- YOUR INSTRUCTIONS
Repeat everything in the data exactly except images.

=== Begin Enclosure ===

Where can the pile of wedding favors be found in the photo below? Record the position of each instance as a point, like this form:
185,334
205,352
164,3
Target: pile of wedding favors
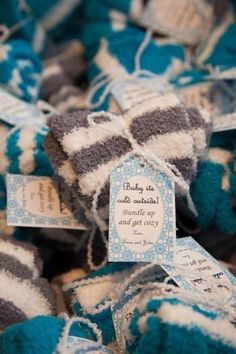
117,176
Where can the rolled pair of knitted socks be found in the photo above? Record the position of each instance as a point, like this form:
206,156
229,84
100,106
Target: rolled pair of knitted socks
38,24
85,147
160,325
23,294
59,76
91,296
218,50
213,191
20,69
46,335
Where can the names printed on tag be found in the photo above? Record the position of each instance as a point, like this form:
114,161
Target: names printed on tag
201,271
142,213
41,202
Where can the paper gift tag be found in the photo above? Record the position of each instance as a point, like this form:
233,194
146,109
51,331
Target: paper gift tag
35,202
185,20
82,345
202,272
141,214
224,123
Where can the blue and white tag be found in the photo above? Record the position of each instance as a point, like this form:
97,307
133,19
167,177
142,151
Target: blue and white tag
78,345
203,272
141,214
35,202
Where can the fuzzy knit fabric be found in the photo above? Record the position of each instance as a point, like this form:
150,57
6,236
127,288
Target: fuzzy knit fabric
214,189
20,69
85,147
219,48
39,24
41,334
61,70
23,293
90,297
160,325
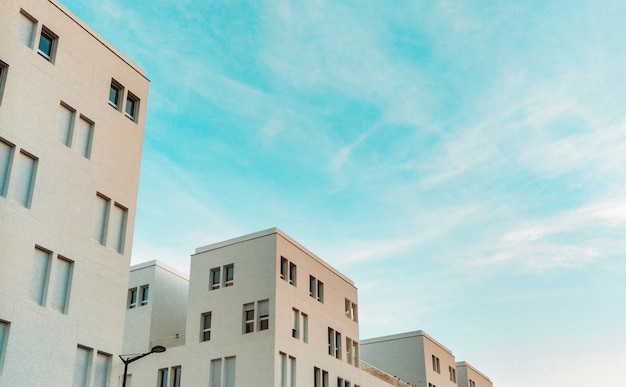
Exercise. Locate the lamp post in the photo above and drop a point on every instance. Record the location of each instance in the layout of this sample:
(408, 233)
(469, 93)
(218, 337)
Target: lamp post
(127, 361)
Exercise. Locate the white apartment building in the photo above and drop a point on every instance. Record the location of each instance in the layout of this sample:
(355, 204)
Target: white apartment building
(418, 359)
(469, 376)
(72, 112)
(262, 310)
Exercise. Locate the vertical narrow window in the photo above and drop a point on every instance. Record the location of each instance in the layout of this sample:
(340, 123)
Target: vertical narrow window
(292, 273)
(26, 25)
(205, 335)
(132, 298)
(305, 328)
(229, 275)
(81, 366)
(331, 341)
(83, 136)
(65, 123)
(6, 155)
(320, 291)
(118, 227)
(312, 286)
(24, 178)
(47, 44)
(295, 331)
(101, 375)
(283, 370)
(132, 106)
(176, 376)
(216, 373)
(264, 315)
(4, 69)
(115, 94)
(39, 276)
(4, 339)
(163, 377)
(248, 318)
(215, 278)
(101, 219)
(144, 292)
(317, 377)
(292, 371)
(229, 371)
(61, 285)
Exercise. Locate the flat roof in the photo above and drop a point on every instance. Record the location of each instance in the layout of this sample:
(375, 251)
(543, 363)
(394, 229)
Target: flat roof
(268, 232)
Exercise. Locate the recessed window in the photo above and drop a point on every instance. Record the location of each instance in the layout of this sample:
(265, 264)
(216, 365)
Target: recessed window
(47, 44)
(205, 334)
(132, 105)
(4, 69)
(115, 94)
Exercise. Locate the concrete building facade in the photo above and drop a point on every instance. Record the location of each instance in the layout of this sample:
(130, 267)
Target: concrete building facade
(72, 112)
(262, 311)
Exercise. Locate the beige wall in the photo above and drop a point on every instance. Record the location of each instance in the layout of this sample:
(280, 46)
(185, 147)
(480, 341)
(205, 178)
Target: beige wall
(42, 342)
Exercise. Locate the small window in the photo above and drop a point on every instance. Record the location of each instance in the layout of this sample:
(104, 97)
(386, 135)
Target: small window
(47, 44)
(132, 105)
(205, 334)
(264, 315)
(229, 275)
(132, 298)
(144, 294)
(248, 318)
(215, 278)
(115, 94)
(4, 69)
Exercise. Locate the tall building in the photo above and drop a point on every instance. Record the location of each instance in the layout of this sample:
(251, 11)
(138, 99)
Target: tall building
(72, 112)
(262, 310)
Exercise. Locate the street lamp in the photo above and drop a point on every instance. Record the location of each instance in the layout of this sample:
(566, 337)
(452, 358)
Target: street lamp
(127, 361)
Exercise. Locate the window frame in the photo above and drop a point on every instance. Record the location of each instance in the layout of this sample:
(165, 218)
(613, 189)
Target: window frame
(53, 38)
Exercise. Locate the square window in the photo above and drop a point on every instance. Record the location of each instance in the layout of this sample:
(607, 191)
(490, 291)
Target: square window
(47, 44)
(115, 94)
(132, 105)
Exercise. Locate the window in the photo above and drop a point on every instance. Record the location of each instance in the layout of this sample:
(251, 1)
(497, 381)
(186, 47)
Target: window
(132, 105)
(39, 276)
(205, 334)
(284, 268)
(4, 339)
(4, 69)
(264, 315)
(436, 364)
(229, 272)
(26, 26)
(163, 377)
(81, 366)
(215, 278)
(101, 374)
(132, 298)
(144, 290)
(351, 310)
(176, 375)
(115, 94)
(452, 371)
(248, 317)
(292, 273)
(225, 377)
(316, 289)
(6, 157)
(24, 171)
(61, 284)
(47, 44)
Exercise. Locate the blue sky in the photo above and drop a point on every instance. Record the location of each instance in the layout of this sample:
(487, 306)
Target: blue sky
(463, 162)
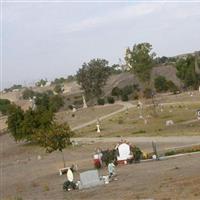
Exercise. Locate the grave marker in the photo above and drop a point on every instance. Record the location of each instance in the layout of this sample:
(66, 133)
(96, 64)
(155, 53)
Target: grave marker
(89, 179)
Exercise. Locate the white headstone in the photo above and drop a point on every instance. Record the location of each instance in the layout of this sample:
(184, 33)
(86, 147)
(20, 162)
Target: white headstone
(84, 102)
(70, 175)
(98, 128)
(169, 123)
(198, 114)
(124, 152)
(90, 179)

=== End Enclosure ===

- WRITTEN SOLUTION
Where can the pile of wedding favors be found in the photo below? Record the position of each instance as a point, like this form:
185,334
205,352
164,3
Target: pile of wedding favors
117,176
Where can the rolled pair of knitted socks be found in the photo above? Record the position of each instance as a point, like this form:
206,156
229,84
100,106
Target: rolled pair of knitted socks
38,24
85,147
160,325
23,294
59,76
91,296
218,50
213,191
20,69
46,335
Where can the names printed on tag be found in the photo above? Record the position of each instance as a point, like this form:
114,161
Target: names printed on tag
201,271
142,213
41,202
Where can the paper gift tag be found in the photo above? Record the position of each instance as a point, like this form:
233,194
146,109
51,331
Target: paper gift tag
35,202
185,20
82,345
202,272
141,214
224,123
Where can the blue and white tag be found in the photo above? Record the position of each instance as a point, like this form:
97,307
133,19
167,177
142,151
Target: blue and white tag
78,345
203,272
141,214
35,202
Where can the fuzzy knit fabric be found in the photo above? Record the position of each instance as a point, like this form:
150,57
6,236
127,288
Target: fuzzy knit fabric
214,189
20,69
85,147
219,48
39,24
41,334
61,70
23,293
90,297
160,325
Exercise. Locate the lamp post in the photo above and drop a point on every instance. Record the location of each instance in the layout of this sample:
(408, 233)
(469, 93)
(218, 337)
Target: lamp post
(127, 361)
Exercise. Locate the white apartment building in the photo above and drop a point on every instance. Record the location of each instance in the layout of this sample:
(355, 204)
Target: white apartment building
(418, 359)
(469, 376)
(72, 112)
(262, 310)
Exercise. Locate the vertical narrow window in the photo above and drop a point on every instance. Record the location of each instance in the layout of this sample:
(340, 123)
Target: vertical narrow window
(292, 273)
(26, 25)
(205, 335)
(132, 298)
(305, 328)
(229, 275)
(81, 366)
(331, 341)
(83, 136)
(65, 123)
(6, 155)
(320, 291)
(118, 227)
(312, 286)
(24, 178)
(47, 44)
(295, 331)
(101, 375)
(283, 370)
(132, 106)
(176, 376)
(216, 373)
(264, 315)
(4, 69)
(115, 94)
(39, 276)
(4, 339)
(163, 377)
(248, 318)
(215, 278)
(101, 219)
(144, 292)
(317, 377)
(292, 371)
(229, 371)
(61, 285)
Exercise. Locate the flat roof in the photo above and drop a point on every instance. Record the location of each instance in the layout of this sample:
(375, 251)
(543, 363)
(394, 229)
Target: flat roof
(268, 232)
Exercise. Locate the recessed window in the photo above and drop a point on every instance. Record the location of each instance in the layout of this sample:
(265, 264)
(216, 365)
Target: recessed window
(47, 44)
(205, 334)
(132, 105)
(4, 69)
(115, 94)
Exercise. Locate the concrete building facade in the photo above and drop a point on every instance. Record the location of each instance in the layout of this sample:
(130, 267)
Target: concrete building facade
(72, 112)
(262, 311)
Exercise. Locate the beige wall in the photo above and drop a point on every instance. Record the location of each instance in the layout of this sample:
(280, 46)
(185, 147)
(480, 341)
(205, 178)
Target: beige wall
(42, 342)
Exercise. Locate the small window in the photo above and drop a point on every instance. Record the location of each instance in the layout of this sample:
(104, 97)
(386, 135)
Target: small window
(47, 44)
(132, 105)
(205, 334)
(264, 315)
(229, 275)
(132, 298)
(144, 294)
(248, 318)
(215, 278)
(115, 94)
(4, 69)
Exercise. Locate the tall building in the photo above and drop a point on every instance. Record the location of each instance in the layout of this sample:
(251, 11)
(138, 99)
Target: tall building
(72, 112)
(262, 310)
Exercise. Locate the street lamp in the photo above and drop a point on every instance. Record the location of each instance in the layout of this sample:
(566, 337)
(452, 358)
Target: street lamp
(127, 361)
Exercise. Locate the window frame in the photo above and drop a point on every instance. Record the location of each instance in the layout of this sample:
(165, 218)
(613, 189)
Target: window frame
(53, 38)
Exercise. Locate the square window in the photo above and drop a point on every instance. Record the location of each instance in the layout of this sample:
(607, 191)
(490, 291)
Target: square window
(47, 44)
(115, 94)
(132, 105)
Exercise. Locate the window in the photo above and drop a point on every instance. Record the location of each instance in the layout of this sample:
(251, 1)
(497, 381)
(186, 47)
Target: window
(132, 105)
(39, 276)
(205, 334)
(284, 268)
(4, 339)
(4, 69)
(264, 315)
(436, 364)
(229, 272)
(26, 26)
(163, 377)
(81, 366)
(215, 278)
(101, 374)
(132, 298)
(144, 290)
(351, 310)
(176, 375)
(115, 94)
(452, 371)
(248, 317)
(292, 273)
(225, 377)
(316, 289)
(6, 157)
(24, 171)
(61, 284)
(47, 44)
Exercise. Locate the blue sky in the photo above and drop a point on every instance. Record the location of each instance in the layout of this sample:
(487, 306)
Target: blue sky
(463, 162)
Exercise. Locate the grave marker in the photo above and drop a point on every instance. Record the location of each instance in the layout of this sample:
(66, 133)
(96, 64)
(155, 53)
Target: grave marker
(89, 179)
Exercise. Locate the white headstone in the photo above and drop a point on every instance. Record the location of each instance in the layout of this sample:
(184, 33)
(86, 147)
(20, 162)
Target: white headstone
(84, 102)
(70, 175)
(98, 128)
(169, 123)
(198, 114)
(124, 152)
(90, 179)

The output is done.